─── DATASET ENTRIES ───

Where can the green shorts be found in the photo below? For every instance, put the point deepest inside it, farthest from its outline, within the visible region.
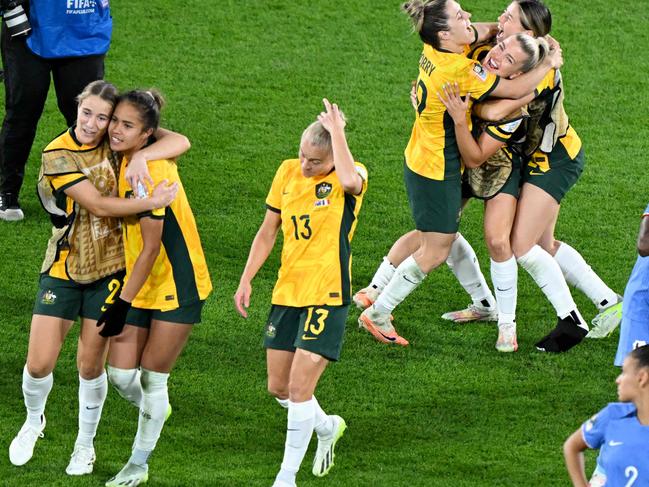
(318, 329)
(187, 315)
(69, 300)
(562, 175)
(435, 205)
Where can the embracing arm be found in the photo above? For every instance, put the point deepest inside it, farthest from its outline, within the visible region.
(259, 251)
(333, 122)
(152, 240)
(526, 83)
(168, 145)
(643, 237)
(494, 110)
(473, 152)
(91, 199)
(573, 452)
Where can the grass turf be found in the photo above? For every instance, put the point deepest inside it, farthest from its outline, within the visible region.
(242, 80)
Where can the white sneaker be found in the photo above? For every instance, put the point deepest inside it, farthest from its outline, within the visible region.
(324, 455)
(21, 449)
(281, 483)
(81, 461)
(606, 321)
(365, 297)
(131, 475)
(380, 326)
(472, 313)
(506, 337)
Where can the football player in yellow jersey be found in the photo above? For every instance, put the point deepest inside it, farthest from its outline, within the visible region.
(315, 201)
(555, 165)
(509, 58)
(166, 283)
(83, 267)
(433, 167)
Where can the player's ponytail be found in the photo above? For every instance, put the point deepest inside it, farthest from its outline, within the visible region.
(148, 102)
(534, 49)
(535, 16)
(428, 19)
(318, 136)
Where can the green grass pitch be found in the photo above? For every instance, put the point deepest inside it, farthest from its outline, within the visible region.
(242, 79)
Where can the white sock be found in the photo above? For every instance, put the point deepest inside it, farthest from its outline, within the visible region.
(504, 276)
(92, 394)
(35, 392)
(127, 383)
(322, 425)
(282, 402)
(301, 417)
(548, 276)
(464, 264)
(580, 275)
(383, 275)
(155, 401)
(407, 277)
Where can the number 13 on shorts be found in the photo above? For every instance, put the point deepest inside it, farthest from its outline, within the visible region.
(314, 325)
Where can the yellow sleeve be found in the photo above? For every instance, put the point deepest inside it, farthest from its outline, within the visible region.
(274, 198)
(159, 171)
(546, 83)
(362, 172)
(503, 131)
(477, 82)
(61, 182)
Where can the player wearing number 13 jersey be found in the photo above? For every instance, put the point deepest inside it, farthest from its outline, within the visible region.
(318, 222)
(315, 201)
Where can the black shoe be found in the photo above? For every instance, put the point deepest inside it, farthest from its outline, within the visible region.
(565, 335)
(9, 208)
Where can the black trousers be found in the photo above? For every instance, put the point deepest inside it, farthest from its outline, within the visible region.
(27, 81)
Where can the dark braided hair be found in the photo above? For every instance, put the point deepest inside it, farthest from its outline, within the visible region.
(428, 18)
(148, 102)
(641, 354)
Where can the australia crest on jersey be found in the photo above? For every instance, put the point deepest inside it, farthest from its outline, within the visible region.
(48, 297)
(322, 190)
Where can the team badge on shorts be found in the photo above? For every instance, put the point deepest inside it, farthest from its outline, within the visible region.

───

EXERCISE REQUIREMENTS =
Everything in the entries above should be transcribed exactly, apart from the pictures.

RESPONSE TO THIS EXERCISE =
Where can the green shorts be found in the photo below? For every instance, put the point deepest inside it, farthest from its outline, within the visible region.
(318, 329)
(187, 315)
(69, 300)
(562, 175)
(435, 205)
Where can the embracing arm be found in the photo above? For every instance, put the point deepest inside it, farthest from its outline, within the visible region.
(259, 251)
(333, 122)
(152, 240)
(526, 83)
(168, 145)
(643, 237)
(494, 110)
(473, 152)
(91, 199)
(573, 452)
Where can the grass turf be found in the photo above? For every instance, put the point deepest inside it, farthest from its outline, within the visible region.
(242, 80)
Where can the white sneaker be found in the photo above? For every instance, put the point deepest inside it, farthest from its outline, within the visible region.
(324, 455)
(21, 449)
(281, 483)
(81, 461)
(606, 321)
(365, 297)
(131, 475)
(380, 326)
(472, 313)
(506, 337)
Where can the football player in yellow jersey be found in the photo above? For every instance, put the point deepest inside it, farthest from its outline, within the visible region.
(315, 201)
(555, 165)
(509, 58)
(166, 283)
(83, 267)
(433, 167)
Where can the player's ponytail be found in the photo above? For every instance, put the point deepest inside it, farthest from its outline, within the visible region.
(148, 102)
(534, 49)
(535, 16)
(428, 19)
(318, 136)
Where can the green grass pitch be found in the photo above? For every instance, put the point deepest inside it, farthest from its outline, within the visible region.
(242, 79)
Where can the white sock be found in the photo above? For every instance, put the point deepest inside it, farthest from its outline, within the visible region.
(504, 276)
(92, 394)
(35, 392)
(127, 383)
(322, 425)
(282, 402)
(301, 417)
(548, 276)
(464, 264)
(580, 275)
(383, 275)
(155, 401)
(407, 277)
Where can the number 13 on shorts be found in the photo above? For every instance, put the point deepest inside it, farthest from its outline, within the visible region.
(314, 325)
Where can the yellow sleeve be found in the photo above? For every instance, put the point deepest inside it, farthest from its outline, within the visible region.
(274, 198)
(159, 171)
(546, 83)
(362, 172)
(503, 131)
(477, 82)
(61, 182)
Where can the player wearing number 13 jersey be found in the photo above? For every instance, put the point deepest inside it, farthest from its outline, within the visible region.
(318, 222)
(315, 201)
Where can the black shoe be found in the photo above? For every instance, put the point deepest inside it, farthest from its outline, within the visible region.
(565, 335)
(9, 208)
Where can the black trousers be found in the photo above? For every instance, put the point deepest inside it, farthest from its outline, within the visible region.
(27, 81)
Where can the dark braided hair be found in the photo above? For every instance, put the point deepest inside it, farthest from its outline, within the visible region.
(428, 18)
(148, 102)
(641, 354)
Where can the australia crest on jersey be found in the photo above? For every instance, put the point deepest inside it, farthest from its outline, within the visible region.
(48, 297)
(322, 190)
Where can the team badge on shorts be found in the photo above? For every instance, put the point deepest inside it, farthest from its outline, within the visible region.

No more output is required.